• _SOURCE DATA_:
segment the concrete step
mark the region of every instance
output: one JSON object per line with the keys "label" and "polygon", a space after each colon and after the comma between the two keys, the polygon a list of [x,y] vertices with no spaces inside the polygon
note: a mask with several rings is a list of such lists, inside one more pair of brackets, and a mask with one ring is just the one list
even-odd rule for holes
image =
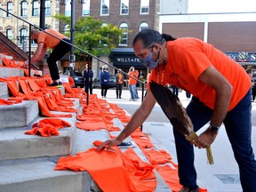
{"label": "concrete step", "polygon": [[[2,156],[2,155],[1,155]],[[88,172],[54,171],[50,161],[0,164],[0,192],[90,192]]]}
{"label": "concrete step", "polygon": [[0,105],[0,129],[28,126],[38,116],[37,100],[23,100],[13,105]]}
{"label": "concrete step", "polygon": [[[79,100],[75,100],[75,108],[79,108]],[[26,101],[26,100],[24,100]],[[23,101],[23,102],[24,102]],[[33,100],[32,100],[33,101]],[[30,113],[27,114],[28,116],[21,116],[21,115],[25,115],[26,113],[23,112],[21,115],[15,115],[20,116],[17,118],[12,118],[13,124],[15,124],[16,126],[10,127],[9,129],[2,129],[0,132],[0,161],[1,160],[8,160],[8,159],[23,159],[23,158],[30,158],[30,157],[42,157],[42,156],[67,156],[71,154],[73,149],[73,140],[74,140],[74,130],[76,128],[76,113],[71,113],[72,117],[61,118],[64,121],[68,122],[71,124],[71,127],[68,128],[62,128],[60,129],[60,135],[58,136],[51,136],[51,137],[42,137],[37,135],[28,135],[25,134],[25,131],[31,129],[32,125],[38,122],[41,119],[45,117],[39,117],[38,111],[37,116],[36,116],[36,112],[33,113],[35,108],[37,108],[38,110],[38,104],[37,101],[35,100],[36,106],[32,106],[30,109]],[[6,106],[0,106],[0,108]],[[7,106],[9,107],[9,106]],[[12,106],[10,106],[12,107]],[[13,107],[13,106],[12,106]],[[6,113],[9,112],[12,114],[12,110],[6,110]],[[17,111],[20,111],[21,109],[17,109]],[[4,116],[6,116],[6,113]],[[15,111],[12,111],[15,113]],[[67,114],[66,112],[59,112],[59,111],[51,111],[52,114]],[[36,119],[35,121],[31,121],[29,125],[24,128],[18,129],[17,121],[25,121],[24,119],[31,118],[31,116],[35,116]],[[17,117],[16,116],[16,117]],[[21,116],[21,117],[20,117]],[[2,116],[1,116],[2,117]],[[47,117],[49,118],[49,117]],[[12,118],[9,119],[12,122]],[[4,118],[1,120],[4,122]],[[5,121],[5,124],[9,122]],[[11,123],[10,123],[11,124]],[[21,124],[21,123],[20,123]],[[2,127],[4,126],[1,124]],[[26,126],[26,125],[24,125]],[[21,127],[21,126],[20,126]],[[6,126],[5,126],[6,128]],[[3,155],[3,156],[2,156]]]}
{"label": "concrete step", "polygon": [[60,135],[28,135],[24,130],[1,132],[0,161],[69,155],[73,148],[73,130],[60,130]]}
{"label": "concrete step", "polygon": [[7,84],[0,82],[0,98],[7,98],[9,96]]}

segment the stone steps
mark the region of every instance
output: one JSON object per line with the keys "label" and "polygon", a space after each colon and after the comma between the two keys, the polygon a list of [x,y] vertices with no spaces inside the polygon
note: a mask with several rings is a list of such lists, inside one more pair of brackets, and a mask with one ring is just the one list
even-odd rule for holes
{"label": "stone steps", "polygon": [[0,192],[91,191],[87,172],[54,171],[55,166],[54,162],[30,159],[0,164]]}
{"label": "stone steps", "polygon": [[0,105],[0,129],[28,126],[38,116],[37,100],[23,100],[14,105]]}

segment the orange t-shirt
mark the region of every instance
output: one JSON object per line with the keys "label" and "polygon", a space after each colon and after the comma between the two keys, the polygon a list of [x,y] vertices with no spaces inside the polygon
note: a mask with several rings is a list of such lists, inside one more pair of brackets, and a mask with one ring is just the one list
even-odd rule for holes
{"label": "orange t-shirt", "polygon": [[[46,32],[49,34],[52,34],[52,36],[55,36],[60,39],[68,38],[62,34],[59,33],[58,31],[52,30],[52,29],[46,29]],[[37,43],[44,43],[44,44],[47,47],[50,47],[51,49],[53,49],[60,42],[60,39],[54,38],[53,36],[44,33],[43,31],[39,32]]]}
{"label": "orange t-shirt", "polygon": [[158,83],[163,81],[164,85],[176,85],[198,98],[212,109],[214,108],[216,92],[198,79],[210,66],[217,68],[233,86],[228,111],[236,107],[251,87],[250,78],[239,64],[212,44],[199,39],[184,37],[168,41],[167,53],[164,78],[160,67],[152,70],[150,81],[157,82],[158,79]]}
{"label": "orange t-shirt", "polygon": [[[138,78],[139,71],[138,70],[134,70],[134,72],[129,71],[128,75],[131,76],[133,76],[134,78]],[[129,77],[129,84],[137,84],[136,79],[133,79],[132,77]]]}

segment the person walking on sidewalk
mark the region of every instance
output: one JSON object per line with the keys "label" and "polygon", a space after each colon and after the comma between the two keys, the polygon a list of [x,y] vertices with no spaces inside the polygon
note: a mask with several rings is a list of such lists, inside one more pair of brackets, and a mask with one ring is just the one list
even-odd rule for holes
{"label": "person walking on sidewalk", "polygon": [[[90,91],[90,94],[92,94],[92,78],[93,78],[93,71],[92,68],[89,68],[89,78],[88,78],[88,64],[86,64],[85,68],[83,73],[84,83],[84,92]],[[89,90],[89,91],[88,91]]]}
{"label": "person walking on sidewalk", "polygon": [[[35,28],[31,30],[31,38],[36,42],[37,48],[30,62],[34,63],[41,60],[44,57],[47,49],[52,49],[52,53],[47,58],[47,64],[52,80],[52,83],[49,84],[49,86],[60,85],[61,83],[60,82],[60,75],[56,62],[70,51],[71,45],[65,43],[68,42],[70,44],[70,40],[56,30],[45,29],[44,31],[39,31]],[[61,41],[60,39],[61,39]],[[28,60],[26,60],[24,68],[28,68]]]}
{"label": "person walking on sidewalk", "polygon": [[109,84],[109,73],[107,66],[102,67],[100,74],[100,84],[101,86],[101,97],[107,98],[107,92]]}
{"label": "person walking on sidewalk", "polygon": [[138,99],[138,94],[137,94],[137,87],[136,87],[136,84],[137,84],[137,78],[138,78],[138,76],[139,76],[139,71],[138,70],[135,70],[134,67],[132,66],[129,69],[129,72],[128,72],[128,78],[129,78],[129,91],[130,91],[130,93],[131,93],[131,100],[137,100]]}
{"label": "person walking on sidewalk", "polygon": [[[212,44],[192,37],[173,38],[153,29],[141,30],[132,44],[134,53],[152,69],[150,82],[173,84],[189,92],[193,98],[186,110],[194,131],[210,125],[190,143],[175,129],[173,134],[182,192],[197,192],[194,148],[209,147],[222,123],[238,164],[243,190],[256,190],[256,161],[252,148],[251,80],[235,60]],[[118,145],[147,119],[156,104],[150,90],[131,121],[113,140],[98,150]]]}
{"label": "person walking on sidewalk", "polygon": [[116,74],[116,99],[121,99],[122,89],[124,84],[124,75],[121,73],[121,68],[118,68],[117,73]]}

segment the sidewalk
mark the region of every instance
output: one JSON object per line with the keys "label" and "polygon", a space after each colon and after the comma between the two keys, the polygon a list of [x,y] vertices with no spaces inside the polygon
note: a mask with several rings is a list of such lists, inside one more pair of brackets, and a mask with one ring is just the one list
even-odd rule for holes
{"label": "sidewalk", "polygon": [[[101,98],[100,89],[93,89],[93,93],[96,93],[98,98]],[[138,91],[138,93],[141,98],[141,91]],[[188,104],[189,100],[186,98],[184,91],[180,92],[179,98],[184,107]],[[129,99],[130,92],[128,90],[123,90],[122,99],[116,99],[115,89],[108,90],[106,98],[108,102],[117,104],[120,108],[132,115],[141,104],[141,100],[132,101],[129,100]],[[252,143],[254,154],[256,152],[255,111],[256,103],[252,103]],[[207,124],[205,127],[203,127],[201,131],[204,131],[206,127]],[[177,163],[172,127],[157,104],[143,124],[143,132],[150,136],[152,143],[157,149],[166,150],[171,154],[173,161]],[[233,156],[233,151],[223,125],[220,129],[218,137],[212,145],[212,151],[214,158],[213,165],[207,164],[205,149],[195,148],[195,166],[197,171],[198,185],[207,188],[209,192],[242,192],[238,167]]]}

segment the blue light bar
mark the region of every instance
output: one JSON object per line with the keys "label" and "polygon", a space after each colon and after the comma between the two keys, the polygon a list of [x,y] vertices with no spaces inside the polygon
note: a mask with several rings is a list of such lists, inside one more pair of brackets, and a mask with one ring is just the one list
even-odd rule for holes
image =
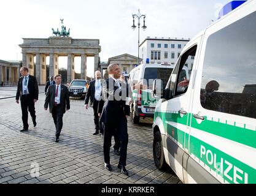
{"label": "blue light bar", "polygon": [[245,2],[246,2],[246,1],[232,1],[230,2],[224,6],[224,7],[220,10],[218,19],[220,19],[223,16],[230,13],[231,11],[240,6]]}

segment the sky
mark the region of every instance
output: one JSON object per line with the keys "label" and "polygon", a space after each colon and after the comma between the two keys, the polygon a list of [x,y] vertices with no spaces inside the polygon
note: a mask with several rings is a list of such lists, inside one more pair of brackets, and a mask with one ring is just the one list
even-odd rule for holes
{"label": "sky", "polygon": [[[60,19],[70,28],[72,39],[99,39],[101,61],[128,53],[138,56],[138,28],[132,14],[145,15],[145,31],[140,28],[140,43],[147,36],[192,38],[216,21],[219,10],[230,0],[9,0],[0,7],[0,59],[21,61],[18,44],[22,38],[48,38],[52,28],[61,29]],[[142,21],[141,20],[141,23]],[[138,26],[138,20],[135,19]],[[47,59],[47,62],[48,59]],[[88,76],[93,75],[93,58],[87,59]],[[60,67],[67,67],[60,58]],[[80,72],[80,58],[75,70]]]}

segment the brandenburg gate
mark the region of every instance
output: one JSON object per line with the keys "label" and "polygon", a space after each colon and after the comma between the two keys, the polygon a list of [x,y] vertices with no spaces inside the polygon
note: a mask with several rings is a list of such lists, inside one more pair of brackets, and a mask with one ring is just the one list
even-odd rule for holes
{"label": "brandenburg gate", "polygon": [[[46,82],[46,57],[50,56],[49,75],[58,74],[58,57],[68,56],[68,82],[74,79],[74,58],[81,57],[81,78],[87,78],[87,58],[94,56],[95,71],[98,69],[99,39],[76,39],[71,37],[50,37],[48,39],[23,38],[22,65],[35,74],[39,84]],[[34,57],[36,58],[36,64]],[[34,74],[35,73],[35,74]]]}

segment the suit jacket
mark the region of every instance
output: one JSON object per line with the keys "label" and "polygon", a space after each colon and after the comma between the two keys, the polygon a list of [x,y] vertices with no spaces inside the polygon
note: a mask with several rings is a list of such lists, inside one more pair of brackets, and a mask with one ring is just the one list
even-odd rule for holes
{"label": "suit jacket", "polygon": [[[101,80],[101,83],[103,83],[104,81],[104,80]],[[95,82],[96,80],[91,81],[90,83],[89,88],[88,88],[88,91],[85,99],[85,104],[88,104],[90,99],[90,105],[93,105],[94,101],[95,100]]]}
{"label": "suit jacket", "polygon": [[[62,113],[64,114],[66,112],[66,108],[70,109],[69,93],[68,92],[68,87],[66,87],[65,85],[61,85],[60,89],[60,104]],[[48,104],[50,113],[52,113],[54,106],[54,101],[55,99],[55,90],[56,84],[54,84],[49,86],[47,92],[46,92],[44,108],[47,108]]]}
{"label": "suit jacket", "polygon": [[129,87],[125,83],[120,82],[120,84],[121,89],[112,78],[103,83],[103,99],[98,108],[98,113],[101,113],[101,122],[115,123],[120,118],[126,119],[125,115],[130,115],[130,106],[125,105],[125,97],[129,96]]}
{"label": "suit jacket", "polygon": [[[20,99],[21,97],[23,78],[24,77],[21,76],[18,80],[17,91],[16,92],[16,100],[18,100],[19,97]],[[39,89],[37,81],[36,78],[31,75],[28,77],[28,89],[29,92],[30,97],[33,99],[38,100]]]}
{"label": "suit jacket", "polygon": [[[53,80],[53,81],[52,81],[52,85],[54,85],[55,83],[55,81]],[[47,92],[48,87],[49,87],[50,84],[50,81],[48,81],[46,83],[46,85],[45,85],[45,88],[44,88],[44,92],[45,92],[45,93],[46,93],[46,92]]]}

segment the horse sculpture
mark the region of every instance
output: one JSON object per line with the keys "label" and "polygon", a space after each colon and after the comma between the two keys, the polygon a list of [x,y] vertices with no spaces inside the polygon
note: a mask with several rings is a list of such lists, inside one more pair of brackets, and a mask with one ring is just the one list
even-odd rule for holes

• _TASK TO CARRY OUT_: Format the lines of the records, starting at the line containing "segment the horse sculpture" and ending at the last line of the records, as a Markdown table with the columns Row and Line. Omit blank lines.

• _EXPECTED ANSWER_:
| Row | Line |
|---|---|
| 1 | segment the horse sculpture |
| 2 | mark the region of every instance |
| 3 | output: one JSON object per line with the keys "label" and "polygon", a space after each colon and after the comma between the two keys, the polygon a list of [x,y] vertices with no spaces inside the polygon |
| 4 | note: a mask with several rings is a list of such lists, inside one more pair of brackets, and a mask with one ring is just the one list |
| 5 | even-odd rule for holes |